— Start EXTRACTED MATERIAL —
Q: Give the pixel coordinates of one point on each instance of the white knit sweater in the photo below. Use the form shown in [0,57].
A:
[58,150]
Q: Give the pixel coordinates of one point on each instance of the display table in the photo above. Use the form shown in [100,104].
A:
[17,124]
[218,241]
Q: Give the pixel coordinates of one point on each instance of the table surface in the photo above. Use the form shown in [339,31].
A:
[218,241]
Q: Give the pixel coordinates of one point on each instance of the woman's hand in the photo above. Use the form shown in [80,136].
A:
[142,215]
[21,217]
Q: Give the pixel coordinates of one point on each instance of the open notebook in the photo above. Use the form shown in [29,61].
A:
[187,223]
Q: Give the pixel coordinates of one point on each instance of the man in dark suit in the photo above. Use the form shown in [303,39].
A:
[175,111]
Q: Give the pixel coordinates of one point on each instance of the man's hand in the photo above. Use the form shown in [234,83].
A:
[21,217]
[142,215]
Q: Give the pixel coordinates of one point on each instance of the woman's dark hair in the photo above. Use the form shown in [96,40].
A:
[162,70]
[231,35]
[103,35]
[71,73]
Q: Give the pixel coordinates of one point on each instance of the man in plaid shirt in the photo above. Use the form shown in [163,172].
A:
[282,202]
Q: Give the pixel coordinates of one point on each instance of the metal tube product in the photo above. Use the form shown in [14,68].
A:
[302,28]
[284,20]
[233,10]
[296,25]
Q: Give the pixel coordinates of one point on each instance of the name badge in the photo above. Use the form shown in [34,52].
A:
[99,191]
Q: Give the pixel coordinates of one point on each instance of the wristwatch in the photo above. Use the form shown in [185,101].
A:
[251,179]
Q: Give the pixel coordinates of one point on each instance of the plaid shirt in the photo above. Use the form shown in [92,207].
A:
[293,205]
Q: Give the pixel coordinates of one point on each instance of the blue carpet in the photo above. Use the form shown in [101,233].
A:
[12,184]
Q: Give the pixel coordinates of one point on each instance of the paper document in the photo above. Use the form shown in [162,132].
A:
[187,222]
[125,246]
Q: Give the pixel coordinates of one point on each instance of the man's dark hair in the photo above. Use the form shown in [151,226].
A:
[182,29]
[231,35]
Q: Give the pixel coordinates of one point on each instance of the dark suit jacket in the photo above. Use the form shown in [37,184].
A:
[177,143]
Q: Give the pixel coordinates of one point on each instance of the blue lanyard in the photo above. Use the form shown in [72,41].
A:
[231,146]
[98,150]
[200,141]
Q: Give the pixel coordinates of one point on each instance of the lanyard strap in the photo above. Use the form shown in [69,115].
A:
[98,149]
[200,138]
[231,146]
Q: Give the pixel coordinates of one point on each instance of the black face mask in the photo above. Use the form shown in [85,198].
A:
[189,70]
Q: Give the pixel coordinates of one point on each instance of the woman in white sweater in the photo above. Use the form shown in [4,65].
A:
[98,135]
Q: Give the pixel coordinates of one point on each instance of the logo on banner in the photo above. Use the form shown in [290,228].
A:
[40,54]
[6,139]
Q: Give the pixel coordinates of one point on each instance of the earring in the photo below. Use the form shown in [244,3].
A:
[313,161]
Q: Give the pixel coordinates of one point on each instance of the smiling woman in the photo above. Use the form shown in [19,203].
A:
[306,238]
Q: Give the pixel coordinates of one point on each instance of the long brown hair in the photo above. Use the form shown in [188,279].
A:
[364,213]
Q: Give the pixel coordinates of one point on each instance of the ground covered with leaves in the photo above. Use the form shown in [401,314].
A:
— End EXTRACTED MATERIAL —
WRITTEN TASK
All entries shown above should be printed again exactly.

EXERCISE RESULT
Q: Give the pixel coordinates of one point on each instance of the white knit sweater in the photo below. Use the form shown in [0,57].
A:
[58,150]
Q: Give the pixel coordinates of one point on each instance of the display table in the photo above. Use the form shown in [100,104].
A:
[17,124]
[218,241]
Q: Give the pixel coordinates of one point on each instance of the table surface in the photo above. Use the form shown in [339,31].
A:
[218,241]
Q: Give the pixel coordinates of one point on each instance of the woman's hand in the photo above. Use the form shown in [80,136].
A:
[142,215]
[21,217]
Q: Give the pixel coordinates of one point on each instance of the open notebook in the photo above. Use the form shown in [29,61].
A:
[187,223]
Q: Give the pixel coordinates of one point on each instance of the man in dark suit in the photo above. Use the form shown in [303,39].
A:
[175,111]
Q: Give the pixel coordinates of one point on each instance of the man's hand in the photo above. Use the form shown in [234,83].
A:
[21,217]
[142,215]
Q: Give the pixel coordinates of one point on each instance of the woman's dark hair in the photo above. Use the form shown in [96,40].
A:
[162,70]
[231,35]
[103,35]
[71,73]
Q: Give the pixel coordinates of one point on each instance of the man in plaid shirt in the photo above. Use the form shown in [163,172].
A:
[282,202]
Q: Give the pixel coordinates of one point on each instance of the metal tube product in the photo above. Use the form shown in [14,68].
A:
[302,28]
[284,20]
[233,10]
[296,25]
Q: Give the pixel coordinates of one point on each instance of the name badge in the photo above. Use the form shown in [34,52].
A:
[99,191]
Q: Give the pixel coordinates of one point on each instance of the wristwatch in the photo above. Use the form shown in [185,101].
A:
[251,179]
Q: Give the pixel coordinates of one point on each instance of the plaid shirt in the photo above. Use the form shown in [92,207].
A:
[293,205]
Q: Give the pixel coordinates of one point on each instance of the blue carpet in the photo above. Use the form shown in [101,233].
A:
[12,184]
Q: Give the pixel coordinates of one point on each instance of the paper document in the photo above. Use the form shown in [162,132].
A:
[187,222]
[125,246]
Q: Give the pixel coordinates of one point on each instance of the man's dark hair in the photo above. Use the form shown in [151,226].
A:
[182,29]
[231,35]
Q: Give the pixel coordinates of one point on each instance of the dark suit jacket in the photo above. Use the form shown in [37,184].
A:
[177,143]
Q: Give the pixel coordinates of one point on each instance of the blue lanyard in the photo above. Use the form shown in [72,41].
A:
[231,146]
[98,150]
[200,141]
Q: Give the pixel coordinates of one point on each instance of the lanyard strap in the photo above. Use the form shown in [69,115].
A:
[98,149]
[200,138]
[231,146]
Q: Give the pixel coordinates of one point on each instance of the black face mask in the photo above. Use the form shown in [85,198].
A:
[189,70]
Q: Give the pixel coordinates of one point on each instance of the woman in white sweater in the photo above. Use the form shown in [4,65].
A:
[98,135]
Q: Give the pixel coordinates of one point on each instance of the logo on banner in the photo above. Use the form shown in [290,228].
A:
[40,54]
[6,139]
Q: Give the pixel coordinates of one point on each instance of the earring in the photo below. Use the form shown in [244,3].
A:
[313,161]
Q: Give the pixel coordinates of one point on each instance of the smiling woman in the photo above. Use the form shown in [19,203].
A:
[306,238]
Q: Give the pixel coordinates of one point on each instance of the long brown hair in the photo above. Use the form shown in [188,279].
A:
[364,213]
Q: Give the pixel coordinates of one point on each instance of the ground covered with leaves in the photo above. Use the form shown in [401,314].
A:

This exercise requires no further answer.